> _EXTRACT_:
The CHC asked for diversity metrics from 32 tech companies like Google, Facebook and Twitter, to see where Hispanics stand in the tech industry so the caucus can take action to boost Hispanic representation in the companies. Because Hispanics are the country’s largest minority population, they are best able to help the economy as it becomes more tech-based, the group argued.

“But we cannot do so if we are not given a seat at the table. The tech sector employs 7 million people in the U.S. and accounts for more than $1.3 trillion in economic activity in the nation’s economy. Unfortunately, in tech and ‘gig economy’ companies, Hispanics are routinely underrepresented and underfunded,” the group wrote in the letter.

The CHC requested that the companies answer a series of question to determine how they have been supporting the Hispanic community. The questions centered on how many Hispanic senior directors the companies have, the three most senior Hispanics, the overall number of Hispanics working at the company, and how many Hispanic organizations the companies are working with to better help the Latin community.

“How many Hispanic-owned firms do you contract with to do federal government relations, state and local government relations, public relations, communications, marketing and legal work? What percentage of your budget for each of these categories goes to Hispanic-owned firms? Among the firms you do contract with, how many Hispanic partner- and principal-level consultants are registered to work on your account? Among the firms you contract with, how many Hispanics originated your account?” one question asks.

The caucus hopes to take the information and turn it into a report that can be used to measure the companies’ progress in the are of recruiting Hispanics.

> _DATA SEGMENT_:
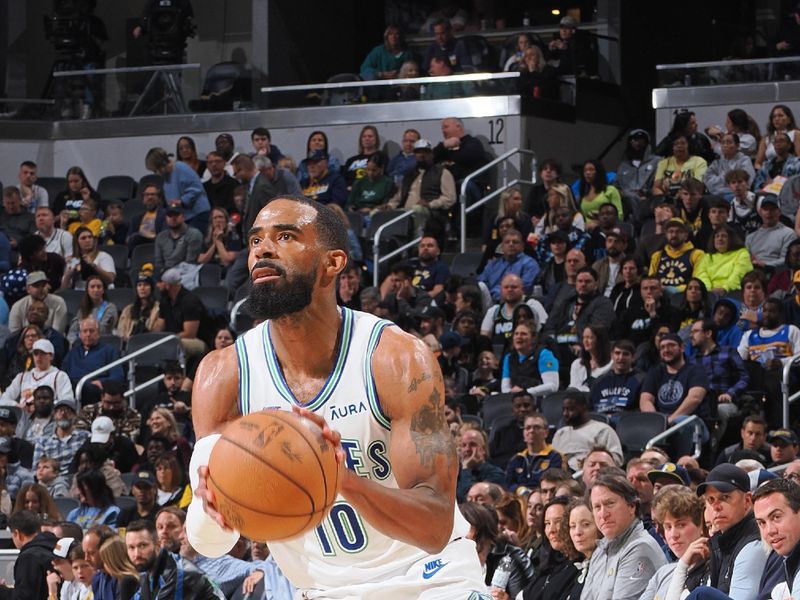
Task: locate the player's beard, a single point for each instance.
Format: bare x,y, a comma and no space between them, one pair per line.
288,295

> _THE EXERCISE_:
According to the article on the caucus's request to tech companies, how many people does the tech sector employ in the U.S.?

> _OUTPUT FOR THIS TASK_:
7 million people.